The North American Basketball association (NBA) is currently negotiating for the renewal of  of its live broadcast rights. The deals, spanning the next 11 years, are estimated to work out at a combined $76 billion (some way below the NFL’s 2021 $100 billion 11-year deal).

Prominent among the bidders is Amazon, which is looking to add to its current $1 billion per year NFL coverage by paying an estimated $1.8-$2B. This new deal would likely include the Emirates In-Season Tournament (soon to be the Emirates NBA Cup), the SoFi NBA Play-In Tournament, first-round playoff games, the WNBA, and international rights. The key here is the international rights. Ifsuccessful, it will transform Amazon’s ability to deliver a compelling global sports proposition to rival Fox / Disney and Warner Bros. Discovery’s joint venture Venu Sports, a US-focused sports subscription service due to launch in Q3 2024.

The money may still be in the US, but the opportunity is now global

As MIDiA explored in our report “The Roaring Sporting 20s”, the future of sports engagement is now outside of the US. Just under a third of Indian consumers aged 16+ regularly watch live sports, compared with just 9% in Japan. Even in the US – the powerhouse of sports monetisation – just under one quarter of all 16+ consumers now regularly watch live broadcast sports matches. Not only are emerging markets leading consumption, they are also driving innovative engagement with fantasy sports leagues, such as Dream11, synched with live broadcast to maximise engagement and monetisation opportunities for low margin but large volume sports fans.

## EXTRACTED ENTRIES
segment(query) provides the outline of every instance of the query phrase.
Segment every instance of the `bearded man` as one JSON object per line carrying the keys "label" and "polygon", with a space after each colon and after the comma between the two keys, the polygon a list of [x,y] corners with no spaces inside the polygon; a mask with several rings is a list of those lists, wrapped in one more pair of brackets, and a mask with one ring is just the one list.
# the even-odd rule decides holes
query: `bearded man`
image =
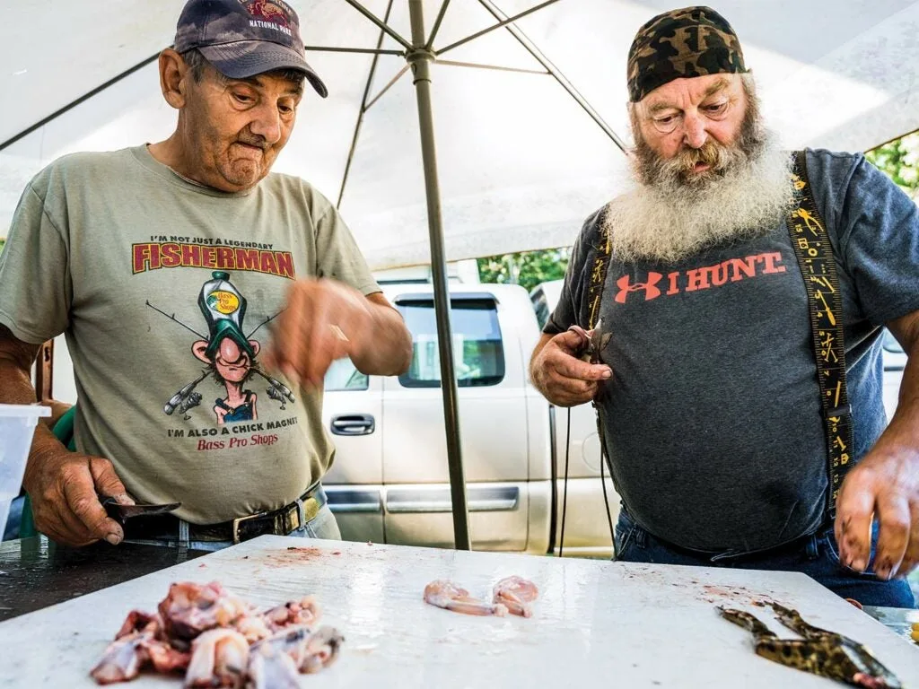
{"label": "bearded man", "polygon": [[[622,499],[616,559],[797,570],[862,604],[913,607],[915,204],[860,154],[780,151],[740,42],[710,8],[645,24],[628,78],[634,188],[584,223],[530,364],[550,401],[597,409]],[[796,159],[804,175],[792,177]],[[826,272],[807,253],[821,217]],[[841,343],[811,327],[827,318]],[[595,324],[587,341],[578,328]],[[910,356],[889,424],[884,326]],[[834,346],[845,367],[826,367]],[[824,404],[821,377],[843,369]],[[829,435],[844,422],[851,436]]]}

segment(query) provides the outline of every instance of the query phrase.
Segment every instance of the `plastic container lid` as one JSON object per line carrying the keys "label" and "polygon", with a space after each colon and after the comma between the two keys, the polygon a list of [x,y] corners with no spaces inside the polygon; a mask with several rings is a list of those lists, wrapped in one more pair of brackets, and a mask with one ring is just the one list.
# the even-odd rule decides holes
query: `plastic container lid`
{"label": "plastic container lid", "polygon": [[0,404],[0,418],[4,416],[34,417],[51,416],[51,408],[40,404]]}

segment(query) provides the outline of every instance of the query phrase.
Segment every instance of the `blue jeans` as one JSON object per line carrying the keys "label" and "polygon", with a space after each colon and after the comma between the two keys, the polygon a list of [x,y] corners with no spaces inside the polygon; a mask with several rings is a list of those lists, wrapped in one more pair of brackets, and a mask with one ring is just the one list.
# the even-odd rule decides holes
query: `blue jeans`
{"label": "blue jeans", "polygon": [[[907,582],[897,579],[884,582],[873,573],[861,574],[844,567],[839,561],[839,548],[832,526],[766,552],[725,557],[686,550],[663,541],[639,526],[623,508],[619,512],[615,537],[614,559],[618,562],[800,571],[834,593],[852,598],[863,605],[915,607],[915,599]],[[875,544],[877,538],[876,527]]]}

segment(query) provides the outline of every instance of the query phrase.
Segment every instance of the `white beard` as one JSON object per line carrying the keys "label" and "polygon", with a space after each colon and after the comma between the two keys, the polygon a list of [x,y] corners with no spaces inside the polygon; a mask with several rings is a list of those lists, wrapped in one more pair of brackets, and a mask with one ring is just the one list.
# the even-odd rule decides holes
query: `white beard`
{"label": "white beard", "polygon": [[729,240],[764,236],[794,197],[789,153],[772,137],[756,158],[703,185],[635,184],[609,202],[603,226],[613,255],[625,262],[675,263]]}

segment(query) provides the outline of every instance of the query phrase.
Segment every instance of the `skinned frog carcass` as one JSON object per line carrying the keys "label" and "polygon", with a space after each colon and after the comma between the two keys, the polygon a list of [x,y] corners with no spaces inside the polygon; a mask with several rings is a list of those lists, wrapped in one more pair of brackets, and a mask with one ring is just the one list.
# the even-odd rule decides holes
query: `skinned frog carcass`
{"label": "skinned frog carcass", "polygon": [[100,684],[127,682],[147,665],[157,672],[185,670],[189,659],[165,638],[158,615],[132,610],[90,675]]}
{"label": "skinned frog carcass", "polygon": [[531,604],[539,594],[539,590],[532,582],[523,577],[505,577],[494,584],[494,603],[500,603],[511,615],[529,617],[533,615]]}
{"label": "skinned frog carcass", "polygon": [[271,646],[293,661],[298,672],[312,674],[327,668],[338,657],[338,649],[345,638],[333,627],[312,629],[309,627],[292,627],[254,644],[252,652],[262,646]]}
{"label": "skinned frog carcass", "polygon": [[234,629],[209,629],[191,642],[185,685],[241,689],[248,666],[249,642],[245,637]]}
{"label": "skinned frog carcass", "polygon": [[868,689],[902,689],[900,680],[859,643],[809,625],[797,610],[772,604],[778,621],[803,638],[779,638],[743,610],[719,608],[721,616],[753,632],[757,655],[783,665]]}
{"label": "skinned frog carcass", "polygon": [[289,601],[262,613],[262,617],[272,632],[288,627],[312,627],[319,621],[322,611],[315,596],[307,595],[299,601]]}
{"label": "skinned frog carcass", "polygon": [[253,615],[254,610],[218,582],[204,585],[179,582],[169,587],[159,613],[166,636],[190,640],[215,627],[230,627],[240,617]]}
{"label": "skinned frog carcass", "polygon": [[445,579],[431,582],[425,587],[425,602],[464,615],[496,615],[499,617],[507,615],[507,606],[504,604],[472,598],[466,589]]}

## JOB
Could you reproduce the passage on the NBA's broadcast rights negotiations in full, word for word?

## ANSWER TO THIS EXERCISE
The North American Basketball association (NBA) is currently negotiating for the renewal of  of its live broadcast rights. The deals, spanning the next 11 years, are estimated to work out at a combined $76 billion (some way below the NFL’s 2021 $100 billion 11-year deal).

Prominent among the bidders is Amazon, which is looking to add to its current $1 billion per year NFL coverage by paying an estimated $1.8-$2B. This new deal would likely include the Emirates In-Season Tournament (soon to be the Emirates NBA Cup), the SoFi NBA Play-In Tournament, first-round playoff games, the WNBA, and international rights. The key here is the international rights. Ifsuccessful, it will transform Amazon’s ability to deliver a compelling global sports proposition to rival Fox / Disney and Warner Bros. Discovery’s joint venture Venu Sports, a US-focused sports subscription service due to launch in Q3 2024.

The money may still be in the US, but the opportunity is now global

As MIDiA explored in our report “The Roaring Sporting 20s”, the future of sports engagement is now outside of the US. Just under a third of Indian consumers aged 16+ regularly watch live sports, compared with just 9% in Japan. Even in the US – the powerhouse of sports monetisation – just under one quarter of all 16+ consumers now regularly watch live broadcast sports matches. Not only are emerging markets leading consumption, they are also driving innovative engagement with fantasy sports leagues, such as Dream11, synched with live broadcast to maximise engagement and monetisation opportunities for low margin but large volume sports fans.